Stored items
******************************
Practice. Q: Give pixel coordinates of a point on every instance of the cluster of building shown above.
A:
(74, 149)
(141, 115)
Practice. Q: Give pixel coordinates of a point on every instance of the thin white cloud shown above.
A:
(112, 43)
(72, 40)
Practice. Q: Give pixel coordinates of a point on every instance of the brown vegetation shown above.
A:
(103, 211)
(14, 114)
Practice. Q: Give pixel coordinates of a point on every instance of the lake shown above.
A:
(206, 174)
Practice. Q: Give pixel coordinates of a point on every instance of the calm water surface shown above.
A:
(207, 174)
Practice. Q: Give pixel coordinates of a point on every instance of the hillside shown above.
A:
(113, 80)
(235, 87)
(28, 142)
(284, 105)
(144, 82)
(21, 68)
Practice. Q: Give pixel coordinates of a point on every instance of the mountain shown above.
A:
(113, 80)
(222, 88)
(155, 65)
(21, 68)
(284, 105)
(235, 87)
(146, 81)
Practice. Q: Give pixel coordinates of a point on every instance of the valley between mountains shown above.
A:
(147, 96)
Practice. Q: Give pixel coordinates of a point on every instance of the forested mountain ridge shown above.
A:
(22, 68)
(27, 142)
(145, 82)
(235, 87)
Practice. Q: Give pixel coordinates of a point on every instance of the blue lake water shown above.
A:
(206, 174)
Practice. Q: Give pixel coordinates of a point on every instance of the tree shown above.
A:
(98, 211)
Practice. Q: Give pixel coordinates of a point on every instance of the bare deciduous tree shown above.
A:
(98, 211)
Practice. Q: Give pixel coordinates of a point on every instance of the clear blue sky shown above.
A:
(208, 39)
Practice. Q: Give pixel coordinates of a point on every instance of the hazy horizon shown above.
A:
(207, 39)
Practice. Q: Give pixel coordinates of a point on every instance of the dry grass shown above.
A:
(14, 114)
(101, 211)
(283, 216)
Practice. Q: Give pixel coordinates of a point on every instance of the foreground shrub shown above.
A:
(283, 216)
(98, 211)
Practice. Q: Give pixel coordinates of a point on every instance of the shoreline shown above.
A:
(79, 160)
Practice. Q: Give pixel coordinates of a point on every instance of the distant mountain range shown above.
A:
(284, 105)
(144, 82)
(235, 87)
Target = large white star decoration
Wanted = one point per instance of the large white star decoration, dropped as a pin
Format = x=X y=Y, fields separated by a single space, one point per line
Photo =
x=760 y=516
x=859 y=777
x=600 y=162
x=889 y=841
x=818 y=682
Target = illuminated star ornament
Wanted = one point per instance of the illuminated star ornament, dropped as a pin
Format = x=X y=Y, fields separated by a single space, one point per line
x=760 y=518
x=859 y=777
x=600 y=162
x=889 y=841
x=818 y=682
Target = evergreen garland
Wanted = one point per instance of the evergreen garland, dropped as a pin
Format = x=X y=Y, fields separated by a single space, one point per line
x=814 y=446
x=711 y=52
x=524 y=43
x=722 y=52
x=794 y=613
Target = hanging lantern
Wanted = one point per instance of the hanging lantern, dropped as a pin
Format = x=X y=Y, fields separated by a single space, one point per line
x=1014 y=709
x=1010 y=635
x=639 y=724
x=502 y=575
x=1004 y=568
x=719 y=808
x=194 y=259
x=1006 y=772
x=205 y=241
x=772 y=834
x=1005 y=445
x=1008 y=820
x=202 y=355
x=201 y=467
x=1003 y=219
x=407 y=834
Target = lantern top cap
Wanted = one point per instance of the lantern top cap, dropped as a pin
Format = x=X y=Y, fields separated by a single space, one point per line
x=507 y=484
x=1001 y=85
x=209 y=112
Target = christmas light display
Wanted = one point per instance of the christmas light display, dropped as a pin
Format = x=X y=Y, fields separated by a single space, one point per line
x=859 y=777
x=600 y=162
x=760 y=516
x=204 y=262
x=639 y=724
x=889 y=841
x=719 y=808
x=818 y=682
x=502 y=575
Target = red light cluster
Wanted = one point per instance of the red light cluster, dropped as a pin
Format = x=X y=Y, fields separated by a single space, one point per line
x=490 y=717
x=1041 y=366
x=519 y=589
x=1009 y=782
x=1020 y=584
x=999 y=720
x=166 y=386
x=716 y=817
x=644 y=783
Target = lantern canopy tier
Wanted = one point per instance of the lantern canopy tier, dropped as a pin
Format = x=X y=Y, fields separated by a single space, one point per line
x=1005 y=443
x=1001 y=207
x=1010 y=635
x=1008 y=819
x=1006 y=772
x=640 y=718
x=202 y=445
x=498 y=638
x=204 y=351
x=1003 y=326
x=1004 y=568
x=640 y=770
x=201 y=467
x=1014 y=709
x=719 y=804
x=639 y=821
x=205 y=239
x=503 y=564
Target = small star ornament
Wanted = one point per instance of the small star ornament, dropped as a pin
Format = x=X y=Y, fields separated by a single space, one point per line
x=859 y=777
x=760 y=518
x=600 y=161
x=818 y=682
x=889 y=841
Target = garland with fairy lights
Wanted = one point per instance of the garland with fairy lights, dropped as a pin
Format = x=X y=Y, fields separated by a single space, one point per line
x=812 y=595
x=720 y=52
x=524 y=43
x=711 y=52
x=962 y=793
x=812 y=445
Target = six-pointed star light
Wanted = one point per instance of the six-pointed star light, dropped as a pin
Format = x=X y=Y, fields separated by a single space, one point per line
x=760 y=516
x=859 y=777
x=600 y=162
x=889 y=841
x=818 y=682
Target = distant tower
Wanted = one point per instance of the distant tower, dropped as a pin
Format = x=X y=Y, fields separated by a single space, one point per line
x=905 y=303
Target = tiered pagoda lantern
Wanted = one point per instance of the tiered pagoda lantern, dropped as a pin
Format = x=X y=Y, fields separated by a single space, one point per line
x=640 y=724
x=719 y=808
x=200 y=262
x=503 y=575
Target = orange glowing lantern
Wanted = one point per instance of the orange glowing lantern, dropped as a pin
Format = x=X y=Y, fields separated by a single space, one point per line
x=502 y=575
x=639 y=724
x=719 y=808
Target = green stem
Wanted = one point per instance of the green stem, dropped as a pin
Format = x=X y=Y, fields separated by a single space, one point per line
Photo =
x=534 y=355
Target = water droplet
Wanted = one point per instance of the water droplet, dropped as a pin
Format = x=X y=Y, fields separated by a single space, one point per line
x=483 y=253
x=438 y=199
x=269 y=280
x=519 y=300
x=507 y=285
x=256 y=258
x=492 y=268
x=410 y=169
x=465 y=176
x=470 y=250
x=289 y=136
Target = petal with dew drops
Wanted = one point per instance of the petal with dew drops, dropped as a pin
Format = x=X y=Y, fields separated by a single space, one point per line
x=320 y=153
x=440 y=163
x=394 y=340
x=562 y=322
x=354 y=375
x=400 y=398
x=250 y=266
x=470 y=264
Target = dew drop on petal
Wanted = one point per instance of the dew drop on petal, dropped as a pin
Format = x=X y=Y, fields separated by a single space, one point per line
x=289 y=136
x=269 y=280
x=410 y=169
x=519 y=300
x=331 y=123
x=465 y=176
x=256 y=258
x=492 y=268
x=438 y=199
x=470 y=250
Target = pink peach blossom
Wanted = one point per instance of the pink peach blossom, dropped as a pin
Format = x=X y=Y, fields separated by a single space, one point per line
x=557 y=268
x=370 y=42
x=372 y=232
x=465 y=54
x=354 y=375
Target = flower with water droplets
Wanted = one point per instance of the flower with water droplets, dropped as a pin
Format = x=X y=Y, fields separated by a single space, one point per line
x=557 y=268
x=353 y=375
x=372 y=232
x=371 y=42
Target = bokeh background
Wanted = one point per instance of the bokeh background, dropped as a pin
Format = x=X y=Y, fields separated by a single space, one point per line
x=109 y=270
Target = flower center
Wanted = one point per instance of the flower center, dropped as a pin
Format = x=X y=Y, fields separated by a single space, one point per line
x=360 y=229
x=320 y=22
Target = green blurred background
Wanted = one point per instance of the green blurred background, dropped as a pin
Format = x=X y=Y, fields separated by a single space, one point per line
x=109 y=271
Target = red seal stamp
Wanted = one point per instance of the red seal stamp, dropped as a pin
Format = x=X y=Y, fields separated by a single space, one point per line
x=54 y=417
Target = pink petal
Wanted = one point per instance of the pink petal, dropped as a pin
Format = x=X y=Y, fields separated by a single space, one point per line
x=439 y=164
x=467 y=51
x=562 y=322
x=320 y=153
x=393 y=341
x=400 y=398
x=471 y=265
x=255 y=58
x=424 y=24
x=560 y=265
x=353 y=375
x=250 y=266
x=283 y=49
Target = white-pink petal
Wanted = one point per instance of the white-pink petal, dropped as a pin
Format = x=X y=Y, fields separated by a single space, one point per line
******************************
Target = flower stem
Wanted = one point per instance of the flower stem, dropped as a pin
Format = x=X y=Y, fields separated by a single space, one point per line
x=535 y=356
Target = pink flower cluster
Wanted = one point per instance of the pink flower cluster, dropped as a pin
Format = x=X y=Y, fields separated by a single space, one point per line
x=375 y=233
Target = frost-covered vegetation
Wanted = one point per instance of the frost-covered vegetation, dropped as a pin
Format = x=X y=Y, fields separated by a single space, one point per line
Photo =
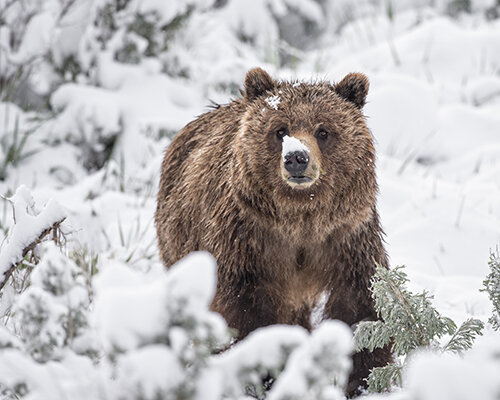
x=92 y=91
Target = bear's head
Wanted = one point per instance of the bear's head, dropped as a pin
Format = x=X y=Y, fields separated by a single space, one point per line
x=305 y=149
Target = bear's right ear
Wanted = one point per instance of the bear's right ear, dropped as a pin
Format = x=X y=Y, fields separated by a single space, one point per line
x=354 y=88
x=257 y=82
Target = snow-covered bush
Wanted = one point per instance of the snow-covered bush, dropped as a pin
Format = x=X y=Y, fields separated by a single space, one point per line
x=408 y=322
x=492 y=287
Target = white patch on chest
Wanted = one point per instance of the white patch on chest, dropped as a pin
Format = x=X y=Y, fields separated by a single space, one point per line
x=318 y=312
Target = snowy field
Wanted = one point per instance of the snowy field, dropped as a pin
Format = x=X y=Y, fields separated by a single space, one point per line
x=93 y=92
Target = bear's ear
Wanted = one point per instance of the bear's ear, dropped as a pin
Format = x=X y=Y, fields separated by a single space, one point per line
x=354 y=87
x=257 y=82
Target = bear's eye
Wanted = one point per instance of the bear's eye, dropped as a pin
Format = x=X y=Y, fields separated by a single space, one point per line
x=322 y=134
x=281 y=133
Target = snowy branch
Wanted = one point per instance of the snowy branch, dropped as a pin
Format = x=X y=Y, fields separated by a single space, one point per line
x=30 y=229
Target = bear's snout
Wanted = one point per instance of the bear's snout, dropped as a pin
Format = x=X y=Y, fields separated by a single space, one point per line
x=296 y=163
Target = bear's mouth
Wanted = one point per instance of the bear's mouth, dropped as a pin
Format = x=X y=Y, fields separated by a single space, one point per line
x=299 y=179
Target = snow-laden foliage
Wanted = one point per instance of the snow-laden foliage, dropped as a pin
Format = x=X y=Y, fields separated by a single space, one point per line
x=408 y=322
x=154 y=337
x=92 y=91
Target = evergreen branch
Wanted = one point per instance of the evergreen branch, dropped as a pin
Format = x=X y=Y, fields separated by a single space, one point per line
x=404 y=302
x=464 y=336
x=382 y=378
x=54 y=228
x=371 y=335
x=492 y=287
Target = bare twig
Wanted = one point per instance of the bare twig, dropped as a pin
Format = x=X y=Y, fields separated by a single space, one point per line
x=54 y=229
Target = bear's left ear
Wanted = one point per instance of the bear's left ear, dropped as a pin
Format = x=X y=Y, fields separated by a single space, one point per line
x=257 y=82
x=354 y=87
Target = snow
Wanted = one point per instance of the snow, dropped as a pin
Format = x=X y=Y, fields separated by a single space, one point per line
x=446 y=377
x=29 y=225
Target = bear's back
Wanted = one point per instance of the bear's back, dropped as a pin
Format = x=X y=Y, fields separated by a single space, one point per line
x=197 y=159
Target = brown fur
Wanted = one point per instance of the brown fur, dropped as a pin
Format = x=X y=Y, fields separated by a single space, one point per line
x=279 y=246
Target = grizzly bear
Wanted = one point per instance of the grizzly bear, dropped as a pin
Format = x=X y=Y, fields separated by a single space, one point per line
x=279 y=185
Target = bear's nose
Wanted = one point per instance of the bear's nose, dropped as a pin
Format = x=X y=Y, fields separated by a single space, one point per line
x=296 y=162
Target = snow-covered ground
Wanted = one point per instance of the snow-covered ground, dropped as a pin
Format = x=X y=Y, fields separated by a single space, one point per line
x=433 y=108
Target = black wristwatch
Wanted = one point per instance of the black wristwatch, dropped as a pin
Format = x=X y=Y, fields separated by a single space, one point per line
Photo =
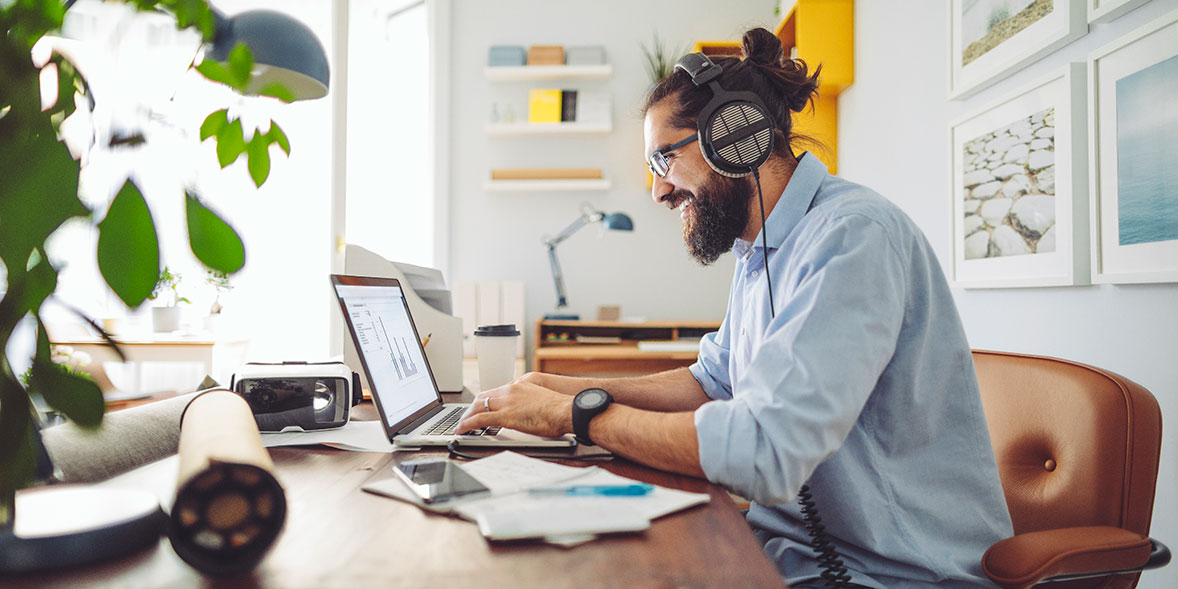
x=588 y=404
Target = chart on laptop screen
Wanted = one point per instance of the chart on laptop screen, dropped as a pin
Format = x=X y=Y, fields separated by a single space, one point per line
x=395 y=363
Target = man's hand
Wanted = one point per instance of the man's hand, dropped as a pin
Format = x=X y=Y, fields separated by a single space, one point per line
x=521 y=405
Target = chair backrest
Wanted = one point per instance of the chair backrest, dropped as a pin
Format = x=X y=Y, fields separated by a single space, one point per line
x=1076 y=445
******************************
• **Work request**: Take the line above containing "Target = pink peach blossom", the line containing "Wanted = one point per instance of the pink petal, dropped", and all lines in between, and copy them exactly without anything else.

• **Reply**:
Target = pink peach blossom
Wanted = one point per instance of the pink peach blossom, dropped as a pin
Format = x=X y=Y, fields separated by a single space, one point per line
x=557 y=268
x=370 y=42
x=372 y=232
x=465 y=54
x=354 y=375
Target = flower with water droplets
Wanted = one point per instance of the flower with water droplets, dropped as a pin
Format = x=X y=Y, fields separated by a single space, one point per line
x=557 y=268
x=353 y=375
x=372 y=232
x=371 y=42
Target = bokeh background
Wanted = one point per instance of the bokeh background, dropped as a pin
Format = x=X y=Y, fields separated by a single space, one point per line
x=109 y=270
Target = flower center
Wanted = one point per instance of the flower center, dropped as a pin
Format = x=X y=Y, fields separated by a single space, one point per line
x=360 y=229
x=320 y=22
Target = green blurred background
Wanted = one point per instance of the green blurred background, dropped as a pin
Format = x=X y=Y, fields separated by a single space, one point per line
x=109 y=271
Target = red seal stamp
Wanted = one point per instance of the red seal stamp, dropped as a pin
Format = x=X y=Y, fields separated by a single space, one point per line
x=54 y=417
Target = pink petal
Wanted = one point per instance of the pink petal, dropped as a pin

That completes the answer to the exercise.